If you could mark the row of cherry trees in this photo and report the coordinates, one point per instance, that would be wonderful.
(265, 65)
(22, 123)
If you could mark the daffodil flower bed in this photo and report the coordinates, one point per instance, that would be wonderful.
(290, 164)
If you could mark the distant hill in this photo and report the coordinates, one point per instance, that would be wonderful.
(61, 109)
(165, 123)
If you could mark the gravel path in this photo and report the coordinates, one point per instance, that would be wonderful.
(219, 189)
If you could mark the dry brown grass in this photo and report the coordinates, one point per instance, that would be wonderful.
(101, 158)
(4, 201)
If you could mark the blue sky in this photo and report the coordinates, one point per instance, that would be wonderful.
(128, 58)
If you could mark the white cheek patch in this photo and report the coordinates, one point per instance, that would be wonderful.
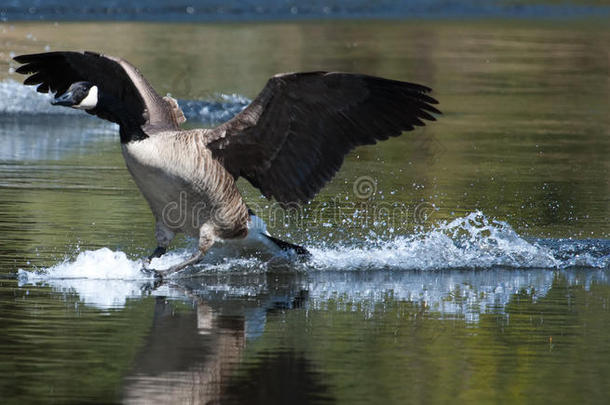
(90, 101)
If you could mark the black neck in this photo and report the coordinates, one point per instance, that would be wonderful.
(130, 121)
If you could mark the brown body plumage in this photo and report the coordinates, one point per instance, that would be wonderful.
(288, 142)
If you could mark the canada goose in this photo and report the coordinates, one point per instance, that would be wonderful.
(288, 142)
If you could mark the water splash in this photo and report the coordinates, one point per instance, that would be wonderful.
(427, 267)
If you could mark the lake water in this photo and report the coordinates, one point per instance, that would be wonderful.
(467, 261)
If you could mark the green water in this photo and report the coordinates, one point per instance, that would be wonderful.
(524, 138)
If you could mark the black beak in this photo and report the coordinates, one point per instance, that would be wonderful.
(64, 99)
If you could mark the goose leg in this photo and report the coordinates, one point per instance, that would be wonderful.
(164, 236)
(206, 240)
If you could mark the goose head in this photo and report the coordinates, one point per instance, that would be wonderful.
(80, 95)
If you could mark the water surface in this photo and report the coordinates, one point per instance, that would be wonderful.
(468, 260)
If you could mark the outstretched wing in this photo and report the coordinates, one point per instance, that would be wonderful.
(293, 137)
(56, 71)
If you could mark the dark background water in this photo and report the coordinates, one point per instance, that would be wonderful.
(251, 10)
(499, 292)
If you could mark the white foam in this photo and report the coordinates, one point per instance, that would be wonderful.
(471, 242)
(366, 274)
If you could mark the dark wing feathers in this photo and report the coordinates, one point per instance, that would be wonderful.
(56, 71)
(293, 137)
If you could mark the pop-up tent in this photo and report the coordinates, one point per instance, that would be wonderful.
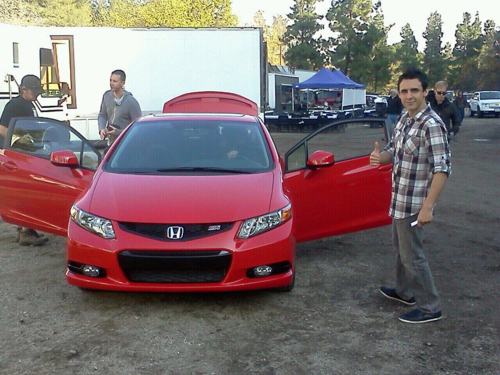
(353, 93)
(326, 79)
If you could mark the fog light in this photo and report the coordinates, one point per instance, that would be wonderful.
(262, 270)
(91, 271)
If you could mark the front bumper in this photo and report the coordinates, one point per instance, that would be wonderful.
(216, 263)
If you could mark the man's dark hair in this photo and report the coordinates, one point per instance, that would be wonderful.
(120, 73)
(414, 73)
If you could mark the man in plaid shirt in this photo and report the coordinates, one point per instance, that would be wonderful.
(420, 155)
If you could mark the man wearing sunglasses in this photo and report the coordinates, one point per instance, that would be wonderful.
(444, 107)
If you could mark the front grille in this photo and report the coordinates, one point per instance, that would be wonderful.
(190, 231)
(175, 266)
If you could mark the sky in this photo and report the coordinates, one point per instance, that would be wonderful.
(398, 12)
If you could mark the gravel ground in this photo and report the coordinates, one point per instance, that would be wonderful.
(333, 322)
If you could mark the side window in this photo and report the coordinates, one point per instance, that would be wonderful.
(344, 139)
(40, 137)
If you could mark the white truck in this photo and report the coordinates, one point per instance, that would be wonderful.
(485, 102)
(74, 65)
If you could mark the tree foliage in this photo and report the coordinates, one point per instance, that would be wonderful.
(434, 62)
(463, 64)
(489, 58)
(121, 13)
(359, 47)
(304, 47)
(407, 53)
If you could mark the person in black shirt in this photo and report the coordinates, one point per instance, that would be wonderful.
(444, 108)
(394, 109)
(21, 106)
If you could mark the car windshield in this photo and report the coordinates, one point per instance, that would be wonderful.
(490, 95)
(191, 147)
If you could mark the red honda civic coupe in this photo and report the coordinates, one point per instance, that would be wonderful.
(194, 199)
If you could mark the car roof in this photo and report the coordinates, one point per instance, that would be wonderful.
(235, 117)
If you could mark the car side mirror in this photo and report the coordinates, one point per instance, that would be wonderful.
(64, 158)
(320, 159)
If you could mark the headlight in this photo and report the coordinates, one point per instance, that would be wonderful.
(95, 224)
(256, 225)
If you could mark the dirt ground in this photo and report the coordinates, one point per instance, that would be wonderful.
(333, 322)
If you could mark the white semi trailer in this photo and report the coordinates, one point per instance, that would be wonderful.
(74, 63)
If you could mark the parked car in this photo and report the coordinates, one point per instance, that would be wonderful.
(485, 102)
(195, 199)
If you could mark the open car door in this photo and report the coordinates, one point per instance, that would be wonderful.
(333, 188)
(44, 167)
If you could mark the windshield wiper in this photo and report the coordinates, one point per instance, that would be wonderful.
(202, 169)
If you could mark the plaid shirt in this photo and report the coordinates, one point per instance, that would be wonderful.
(419, 148)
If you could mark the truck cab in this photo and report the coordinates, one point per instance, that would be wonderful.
(485, 102)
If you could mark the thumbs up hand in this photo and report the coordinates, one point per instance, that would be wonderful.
(375, 155)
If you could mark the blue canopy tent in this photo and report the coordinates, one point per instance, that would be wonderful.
(326, 79)
(353, 93)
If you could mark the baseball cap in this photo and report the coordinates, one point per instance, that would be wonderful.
(32, 83)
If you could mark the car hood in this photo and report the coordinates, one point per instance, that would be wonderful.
(181, 199)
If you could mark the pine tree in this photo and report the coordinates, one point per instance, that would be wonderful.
(464, 74)
(303, 46)
(359, 47)
(434, 63)
(407, 50)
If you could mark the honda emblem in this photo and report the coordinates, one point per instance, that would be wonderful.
(175, 233)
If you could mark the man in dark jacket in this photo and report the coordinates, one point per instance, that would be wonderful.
(444, 108)
(21, 106)
(394, 109)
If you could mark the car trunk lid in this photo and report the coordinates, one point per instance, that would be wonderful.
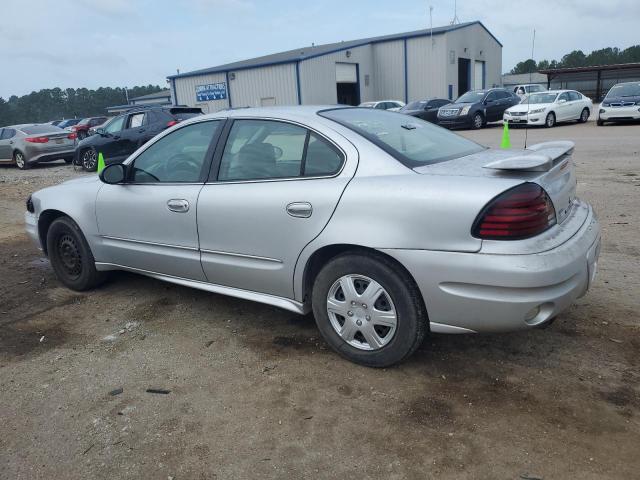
(548, 164)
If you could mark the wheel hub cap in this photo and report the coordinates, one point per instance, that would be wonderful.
(70, 257)
(361, 312)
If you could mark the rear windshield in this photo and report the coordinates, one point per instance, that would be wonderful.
(410, 140)
(625, 90)
(30, 130)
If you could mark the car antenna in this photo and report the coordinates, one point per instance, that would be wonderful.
(526, 125)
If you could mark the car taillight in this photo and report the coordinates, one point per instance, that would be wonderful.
(522, 212)
(36, 139)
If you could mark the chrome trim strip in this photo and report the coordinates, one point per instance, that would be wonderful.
(280, 302)
(144, 242)
(241, 255)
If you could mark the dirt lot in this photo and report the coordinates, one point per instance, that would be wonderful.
(255, 393)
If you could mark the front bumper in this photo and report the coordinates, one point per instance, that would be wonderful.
(482, 292)
(31, 227)
(613, 114)
(530, 119)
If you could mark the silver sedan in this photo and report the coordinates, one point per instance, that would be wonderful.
(385, 226)
(26, 145)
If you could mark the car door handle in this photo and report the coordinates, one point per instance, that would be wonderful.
(178, 205)
(300, 209)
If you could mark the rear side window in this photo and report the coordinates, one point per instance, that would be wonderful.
(410, 140)
(177, 157)
(267, 149)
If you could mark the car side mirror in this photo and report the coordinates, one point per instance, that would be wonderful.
(113, 174)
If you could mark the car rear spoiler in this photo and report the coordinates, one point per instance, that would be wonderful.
(543, 158)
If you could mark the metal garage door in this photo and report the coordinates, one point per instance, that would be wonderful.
(478, 74)
(346, 73)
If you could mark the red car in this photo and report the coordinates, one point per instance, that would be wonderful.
(83, 126)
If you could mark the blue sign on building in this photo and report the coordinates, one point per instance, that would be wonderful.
(212, 91)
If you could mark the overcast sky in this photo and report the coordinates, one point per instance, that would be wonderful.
(92, 43)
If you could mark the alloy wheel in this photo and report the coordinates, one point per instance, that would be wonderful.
(70, 256)
(361, 312)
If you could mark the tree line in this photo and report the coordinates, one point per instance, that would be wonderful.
(577, 58)
(57, 103)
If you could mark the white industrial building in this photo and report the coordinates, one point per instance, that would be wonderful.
(440, 62)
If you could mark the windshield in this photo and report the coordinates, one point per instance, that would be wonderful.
(410, 140)
(421, 105)
(540, 98)
(624, 90)
(471, 97)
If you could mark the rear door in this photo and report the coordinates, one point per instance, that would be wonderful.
(276, 188)
(6, 150)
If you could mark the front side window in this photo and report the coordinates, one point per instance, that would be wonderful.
(136, 120)
(178, 157)
(115, 126)
(412, 141)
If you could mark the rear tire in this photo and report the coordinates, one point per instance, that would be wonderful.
(477, 122)
(20, 161)
(71, 257)
(584, 115)
(550, 121)
(378, 330)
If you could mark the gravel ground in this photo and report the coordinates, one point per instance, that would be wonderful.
(255, 393)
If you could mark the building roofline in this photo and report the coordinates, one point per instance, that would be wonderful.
(339, 48)
(594, 68)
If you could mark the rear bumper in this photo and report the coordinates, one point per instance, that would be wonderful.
(481, 292)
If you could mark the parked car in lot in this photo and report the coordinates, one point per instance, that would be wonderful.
(425, 109)
(391, 105)
(477, 107)
(527, 89)
(26, 145)
(125, 133)
(83, 126)
(66, 124)
(432, 232)
(548, 108)
(622, 103)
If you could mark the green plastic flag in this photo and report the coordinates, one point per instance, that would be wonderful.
(506, 143)
(100, 162)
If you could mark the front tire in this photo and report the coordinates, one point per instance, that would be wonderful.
(368, 310)
(89, 159)
(71, 257)
(550, 121)
(477, 122)
(584, 115)
(20, 161)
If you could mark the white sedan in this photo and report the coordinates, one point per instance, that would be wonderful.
(548, 108)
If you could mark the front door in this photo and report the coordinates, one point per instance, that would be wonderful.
(277, 186)
(149, 222)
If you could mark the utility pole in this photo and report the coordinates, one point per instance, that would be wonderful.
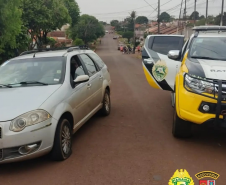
(178, 24)
(184, 24)
(195, 13)
(206, 11)
(222, 12)
(158, 16)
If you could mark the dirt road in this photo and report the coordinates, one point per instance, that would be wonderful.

▬▬▬▬▬▬

=== WHAT TO PRODUCE ===
Starting with the line that holds "If you could mark the green plastic", retype each line through the last one in the listing above, exactly as written. Do not copy any pictures.

=== RESULT ===
If you could mark the green plastic flag in this photo and report the coordinates, one point per instance, that would be wonderful.
(506, 143)
(100, 162)
If you could mark the front tire in this photo and report the coordinates, one point per instance, that would be wonderful.
(368, 310)
(89, 159)
(71, 257)
(550, 121)
(477, 122)
(584, 115)
(20, 161)
If you could mark the white sedan in this photo and report the coordinates, one point per instance, that would be wonderful.
(548, 108)
If you could mark the front door in this photo and report the coordinates, one point per instance, that would be wonderful.
(277, 186)
(149, 222)
If you could mark the utility pole in this photo and report the coordinates, one point per instance, that would be wonderful.
(178, 24)
(184, 24)
(195, 13)
(206, 11)
(222, 12)
(158, 16)
If you could mark the dirt road in this photo and report the coordinates, one point per instance, that would be wonderful.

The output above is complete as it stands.